═══ Passage ═══
Abstract

The chemically relatively inert carbon fiber (CF) has outstanding mechanical and electrical properties and provides an excellent base electrode for electrophysiological, electrochemical and biosensor applications on a micrometer or perhaps even on a submicrometer scale. CF microelectrodes have been used to record neuronal action potentials (spikes) since 1979 (Armstrong-James & Millar, 1979). The CFs are graphite monofilaments about 7 μm in diameter. In microelectrodes, they have outstanding extracellular recording qualities similar to those of the best tungsten electrodes. The CF microelectrodes have been demonstrated to be very suitable for in vivo electrochemical detection of catecholamines (Ponchon et al., 1979) and other oxidizable biological species including nitric oxide (NO) (Malinski & Taha, 1992). Since the early times in CF applications for biorecording, a great variety of enzyme-modified CF microbiosensors has been introduced for the in situ determination of glucose, acetylcholine, choline, lactate, glutamate and other important compounds. The immobilization of DNA molecules (Millan & Mikkelsen, 1993) or carbon nanotubes (CNTs) (Zhang et al., 2007) onto CF microelectrodes has opened up new avenues in electrochemical detection of biologically significant species. A basic CF microelectrode is an elementary carbon filament built in a mechanically supportive and electrically insulating borosilicate glass or plastic sheathing. The uninsulated carbon tip protruding from the sheathing by 10 to 100 μm provides a conductive surface for picking up spikes from the near vicinity of neurons and/or surface for electron transfer in microbiosensor applications. In the latter case, the carbon tip is covered with biological sensing elements such as an enzyme, receptor protein, antobody or nucleic acid immobilized in a conducting polymer matrix. This chapter will discuss the fabrication of singleand multibarrel CF microelectrodes, the covalent modifications of the carbon surface as well as the applications of CF microelectrodes in recording spikes from neurons, electrochemical or biosensor signals from the nervous or other tissues. Attention will primarily be focused on microelectrodes containing CFs that have diameters no greater than 30 μm. A novel use of CF microelectrodes as oxigen detectors usable in vitro and in vivo will also be described for the first time.
═══
**Problem details:** List the compounds that the abstract says enzyme-modified carbon fiber microbiosensors have been introduced to determine in situ.
═══ Data excerpts ═══
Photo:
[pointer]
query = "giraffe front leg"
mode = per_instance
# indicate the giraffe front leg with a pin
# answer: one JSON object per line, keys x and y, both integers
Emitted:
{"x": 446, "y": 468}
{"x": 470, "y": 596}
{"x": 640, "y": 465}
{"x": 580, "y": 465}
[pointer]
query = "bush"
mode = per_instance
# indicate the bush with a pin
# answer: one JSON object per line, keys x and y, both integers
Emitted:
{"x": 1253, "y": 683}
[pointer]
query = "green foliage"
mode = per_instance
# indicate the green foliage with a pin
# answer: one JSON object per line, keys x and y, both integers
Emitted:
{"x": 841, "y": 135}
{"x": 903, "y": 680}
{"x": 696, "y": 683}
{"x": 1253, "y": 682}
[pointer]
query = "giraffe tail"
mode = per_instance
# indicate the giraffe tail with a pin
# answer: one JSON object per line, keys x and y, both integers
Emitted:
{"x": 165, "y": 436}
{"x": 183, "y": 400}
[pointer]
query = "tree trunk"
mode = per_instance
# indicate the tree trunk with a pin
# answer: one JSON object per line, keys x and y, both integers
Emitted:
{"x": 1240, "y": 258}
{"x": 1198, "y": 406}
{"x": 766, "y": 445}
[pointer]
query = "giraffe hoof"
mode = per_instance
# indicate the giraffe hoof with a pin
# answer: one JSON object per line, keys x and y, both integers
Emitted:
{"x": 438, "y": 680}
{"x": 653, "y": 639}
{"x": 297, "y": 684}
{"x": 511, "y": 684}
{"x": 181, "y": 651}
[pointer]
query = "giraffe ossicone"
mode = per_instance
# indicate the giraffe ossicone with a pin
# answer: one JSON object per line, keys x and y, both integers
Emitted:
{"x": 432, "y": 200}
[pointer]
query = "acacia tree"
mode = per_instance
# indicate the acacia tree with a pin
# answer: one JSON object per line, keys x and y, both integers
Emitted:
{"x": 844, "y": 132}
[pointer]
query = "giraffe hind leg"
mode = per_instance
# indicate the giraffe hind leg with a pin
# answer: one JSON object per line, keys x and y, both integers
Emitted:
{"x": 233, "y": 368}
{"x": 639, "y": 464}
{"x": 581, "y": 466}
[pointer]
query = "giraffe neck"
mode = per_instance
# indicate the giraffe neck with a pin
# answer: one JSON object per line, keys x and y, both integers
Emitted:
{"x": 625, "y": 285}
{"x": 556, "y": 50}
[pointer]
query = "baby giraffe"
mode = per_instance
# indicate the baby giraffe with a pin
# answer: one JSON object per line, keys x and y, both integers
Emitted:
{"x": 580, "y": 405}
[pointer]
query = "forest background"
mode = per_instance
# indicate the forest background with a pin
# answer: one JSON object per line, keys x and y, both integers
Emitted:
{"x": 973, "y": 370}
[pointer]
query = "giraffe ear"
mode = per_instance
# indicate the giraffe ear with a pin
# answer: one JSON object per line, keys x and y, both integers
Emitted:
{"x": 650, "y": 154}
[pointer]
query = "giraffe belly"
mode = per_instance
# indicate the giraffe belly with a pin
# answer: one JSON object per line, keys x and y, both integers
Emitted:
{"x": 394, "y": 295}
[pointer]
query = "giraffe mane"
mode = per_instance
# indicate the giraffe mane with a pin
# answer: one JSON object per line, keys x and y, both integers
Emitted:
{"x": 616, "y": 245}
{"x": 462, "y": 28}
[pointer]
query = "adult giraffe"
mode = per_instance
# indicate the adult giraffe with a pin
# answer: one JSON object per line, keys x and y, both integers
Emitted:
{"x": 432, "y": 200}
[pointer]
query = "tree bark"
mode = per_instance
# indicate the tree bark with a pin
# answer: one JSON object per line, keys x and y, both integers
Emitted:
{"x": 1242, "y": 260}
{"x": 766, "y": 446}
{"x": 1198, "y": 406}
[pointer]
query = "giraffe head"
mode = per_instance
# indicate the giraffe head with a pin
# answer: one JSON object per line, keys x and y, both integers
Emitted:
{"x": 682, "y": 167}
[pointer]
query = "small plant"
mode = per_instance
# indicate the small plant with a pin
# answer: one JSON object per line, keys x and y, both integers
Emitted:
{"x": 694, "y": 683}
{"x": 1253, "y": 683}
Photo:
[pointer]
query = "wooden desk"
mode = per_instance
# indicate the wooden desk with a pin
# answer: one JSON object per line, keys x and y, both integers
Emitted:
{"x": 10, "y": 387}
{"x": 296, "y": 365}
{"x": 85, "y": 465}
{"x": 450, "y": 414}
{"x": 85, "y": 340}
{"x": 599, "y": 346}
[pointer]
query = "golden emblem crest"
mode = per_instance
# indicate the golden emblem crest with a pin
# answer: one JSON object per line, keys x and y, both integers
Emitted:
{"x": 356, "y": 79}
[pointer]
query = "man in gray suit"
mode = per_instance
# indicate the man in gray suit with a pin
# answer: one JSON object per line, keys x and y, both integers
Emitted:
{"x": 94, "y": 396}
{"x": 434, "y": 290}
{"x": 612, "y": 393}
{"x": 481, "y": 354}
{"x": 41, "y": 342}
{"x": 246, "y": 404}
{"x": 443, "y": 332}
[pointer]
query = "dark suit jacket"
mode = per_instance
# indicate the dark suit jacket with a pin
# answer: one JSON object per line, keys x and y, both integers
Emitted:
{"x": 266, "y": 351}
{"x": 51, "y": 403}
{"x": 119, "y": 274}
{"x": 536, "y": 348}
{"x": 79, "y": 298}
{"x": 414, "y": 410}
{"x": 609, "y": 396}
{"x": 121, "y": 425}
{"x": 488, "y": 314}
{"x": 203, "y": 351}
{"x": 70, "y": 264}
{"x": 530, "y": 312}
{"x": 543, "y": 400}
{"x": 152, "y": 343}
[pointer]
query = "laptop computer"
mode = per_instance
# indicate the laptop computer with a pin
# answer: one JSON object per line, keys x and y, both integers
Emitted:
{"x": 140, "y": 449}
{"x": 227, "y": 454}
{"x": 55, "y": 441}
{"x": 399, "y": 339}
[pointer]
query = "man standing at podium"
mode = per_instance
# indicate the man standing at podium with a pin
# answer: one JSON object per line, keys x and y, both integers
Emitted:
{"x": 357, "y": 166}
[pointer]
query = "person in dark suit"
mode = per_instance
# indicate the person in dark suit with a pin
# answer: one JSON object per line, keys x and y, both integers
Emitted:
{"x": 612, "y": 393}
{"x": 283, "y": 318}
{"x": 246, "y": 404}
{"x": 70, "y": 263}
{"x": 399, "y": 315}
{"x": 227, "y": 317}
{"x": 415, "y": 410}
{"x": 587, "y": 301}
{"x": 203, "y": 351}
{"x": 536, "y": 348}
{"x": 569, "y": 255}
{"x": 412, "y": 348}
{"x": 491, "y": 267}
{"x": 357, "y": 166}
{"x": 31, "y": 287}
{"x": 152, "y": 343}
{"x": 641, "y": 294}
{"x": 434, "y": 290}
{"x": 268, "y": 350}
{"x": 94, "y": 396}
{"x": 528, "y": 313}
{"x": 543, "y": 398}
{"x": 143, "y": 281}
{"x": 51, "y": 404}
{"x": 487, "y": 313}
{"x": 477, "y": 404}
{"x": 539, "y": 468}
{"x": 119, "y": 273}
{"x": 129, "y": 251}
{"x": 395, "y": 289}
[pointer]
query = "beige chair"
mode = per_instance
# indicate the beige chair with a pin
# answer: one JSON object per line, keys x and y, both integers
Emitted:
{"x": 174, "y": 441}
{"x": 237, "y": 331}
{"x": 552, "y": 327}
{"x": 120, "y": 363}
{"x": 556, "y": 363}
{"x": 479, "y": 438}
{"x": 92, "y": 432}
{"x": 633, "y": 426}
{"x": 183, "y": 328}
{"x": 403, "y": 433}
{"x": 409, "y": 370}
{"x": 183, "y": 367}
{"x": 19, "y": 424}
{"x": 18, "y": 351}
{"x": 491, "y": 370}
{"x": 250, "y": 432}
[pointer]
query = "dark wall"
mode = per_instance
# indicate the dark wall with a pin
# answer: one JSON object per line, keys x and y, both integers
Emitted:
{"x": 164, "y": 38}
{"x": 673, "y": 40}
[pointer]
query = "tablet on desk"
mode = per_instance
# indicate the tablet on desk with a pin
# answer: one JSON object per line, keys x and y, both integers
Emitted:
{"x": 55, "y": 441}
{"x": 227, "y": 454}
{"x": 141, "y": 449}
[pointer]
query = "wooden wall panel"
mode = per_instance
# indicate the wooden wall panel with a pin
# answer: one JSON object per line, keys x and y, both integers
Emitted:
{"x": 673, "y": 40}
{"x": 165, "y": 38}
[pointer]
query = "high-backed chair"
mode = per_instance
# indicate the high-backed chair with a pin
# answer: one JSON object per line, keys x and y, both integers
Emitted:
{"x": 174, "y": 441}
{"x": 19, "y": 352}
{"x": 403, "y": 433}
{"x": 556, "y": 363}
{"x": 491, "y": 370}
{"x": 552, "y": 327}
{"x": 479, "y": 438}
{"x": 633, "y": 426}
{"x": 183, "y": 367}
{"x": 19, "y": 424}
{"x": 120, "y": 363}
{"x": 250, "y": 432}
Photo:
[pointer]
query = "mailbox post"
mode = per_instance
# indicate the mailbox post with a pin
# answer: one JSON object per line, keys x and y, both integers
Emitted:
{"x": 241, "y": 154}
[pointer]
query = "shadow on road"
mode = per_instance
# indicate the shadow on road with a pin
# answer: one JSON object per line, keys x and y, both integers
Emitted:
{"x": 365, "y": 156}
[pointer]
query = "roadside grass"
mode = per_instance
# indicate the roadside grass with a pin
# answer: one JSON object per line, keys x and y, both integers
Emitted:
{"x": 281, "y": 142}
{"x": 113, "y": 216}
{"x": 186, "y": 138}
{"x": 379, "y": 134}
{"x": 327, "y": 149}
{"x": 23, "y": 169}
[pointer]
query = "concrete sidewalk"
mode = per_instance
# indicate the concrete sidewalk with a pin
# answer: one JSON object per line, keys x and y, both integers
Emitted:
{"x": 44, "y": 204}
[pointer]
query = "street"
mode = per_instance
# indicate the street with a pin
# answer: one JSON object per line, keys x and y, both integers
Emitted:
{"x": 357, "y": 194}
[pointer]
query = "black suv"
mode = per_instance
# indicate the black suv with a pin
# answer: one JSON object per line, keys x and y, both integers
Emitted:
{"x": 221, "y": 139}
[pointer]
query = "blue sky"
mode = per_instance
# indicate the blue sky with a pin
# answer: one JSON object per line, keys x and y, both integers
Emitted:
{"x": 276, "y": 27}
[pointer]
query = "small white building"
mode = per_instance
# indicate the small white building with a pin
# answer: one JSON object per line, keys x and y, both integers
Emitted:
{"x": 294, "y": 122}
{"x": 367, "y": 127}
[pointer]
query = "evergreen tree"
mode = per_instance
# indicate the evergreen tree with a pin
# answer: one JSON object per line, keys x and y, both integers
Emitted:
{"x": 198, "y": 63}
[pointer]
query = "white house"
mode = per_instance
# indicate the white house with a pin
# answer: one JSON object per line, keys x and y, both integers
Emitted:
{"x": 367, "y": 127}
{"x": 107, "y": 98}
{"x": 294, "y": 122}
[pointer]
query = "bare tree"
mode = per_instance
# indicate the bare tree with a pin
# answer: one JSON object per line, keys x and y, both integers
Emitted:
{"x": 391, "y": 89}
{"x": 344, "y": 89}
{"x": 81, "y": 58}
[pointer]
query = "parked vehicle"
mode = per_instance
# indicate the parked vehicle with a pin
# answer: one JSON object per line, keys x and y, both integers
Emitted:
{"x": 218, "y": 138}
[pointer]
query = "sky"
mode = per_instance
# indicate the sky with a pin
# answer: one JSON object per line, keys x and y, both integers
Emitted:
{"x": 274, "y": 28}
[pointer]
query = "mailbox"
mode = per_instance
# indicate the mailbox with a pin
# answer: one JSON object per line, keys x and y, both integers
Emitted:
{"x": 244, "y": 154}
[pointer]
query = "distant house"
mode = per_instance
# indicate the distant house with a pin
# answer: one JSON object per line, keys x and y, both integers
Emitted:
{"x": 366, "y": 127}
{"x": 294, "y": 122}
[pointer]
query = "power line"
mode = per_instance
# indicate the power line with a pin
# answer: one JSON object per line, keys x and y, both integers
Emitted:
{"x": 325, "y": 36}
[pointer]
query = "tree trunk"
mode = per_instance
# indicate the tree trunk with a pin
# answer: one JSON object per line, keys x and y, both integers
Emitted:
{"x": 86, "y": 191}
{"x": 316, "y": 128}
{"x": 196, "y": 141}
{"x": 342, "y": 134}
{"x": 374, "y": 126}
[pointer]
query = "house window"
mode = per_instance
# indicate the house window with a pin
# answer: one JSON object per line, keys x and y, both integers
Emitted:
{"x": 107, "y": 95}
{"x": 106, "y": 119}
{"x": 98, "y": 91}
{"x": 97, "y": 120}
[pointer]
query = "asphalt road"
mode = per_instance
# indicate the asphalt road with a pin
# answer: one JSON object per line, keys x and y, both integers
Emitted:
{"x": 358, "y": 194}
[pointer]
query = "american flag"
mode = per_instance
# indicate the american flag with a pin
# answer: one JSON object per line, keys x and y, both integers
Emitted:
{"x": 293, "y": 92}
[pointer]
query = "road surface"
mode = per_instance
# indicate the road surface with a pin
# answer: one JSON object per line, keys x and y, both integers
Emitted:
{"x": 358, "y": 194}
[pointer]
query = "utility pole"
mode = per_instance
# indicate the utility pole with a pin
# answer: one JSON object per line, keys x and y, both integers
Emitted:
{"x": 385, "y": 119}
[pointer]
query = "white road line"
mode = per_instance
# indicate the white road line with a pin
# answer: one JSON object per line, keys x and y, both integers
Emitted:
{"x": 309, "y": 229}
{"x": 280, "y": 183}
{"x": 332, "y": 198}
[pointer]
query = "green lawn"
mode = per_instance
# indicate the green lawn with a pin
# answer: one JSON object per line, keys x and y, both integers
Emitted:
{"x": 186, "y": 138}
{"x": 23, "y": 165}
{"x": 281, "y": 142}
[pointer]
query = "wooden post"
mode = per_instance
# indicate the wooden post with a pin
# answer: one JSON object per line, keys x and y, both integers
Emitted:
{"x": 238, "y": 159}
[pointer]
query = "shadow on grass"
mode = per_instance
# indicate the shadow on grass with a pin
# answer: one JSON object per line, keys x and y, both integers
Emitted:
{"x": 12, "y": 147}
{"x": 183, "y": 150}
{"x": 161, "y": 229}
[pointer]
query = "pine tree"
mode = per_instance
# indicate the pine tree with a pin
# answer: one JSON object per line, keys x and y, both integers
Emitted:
═══
**Task response:** Glucose, acetylcholine, choline, lactate, glutamate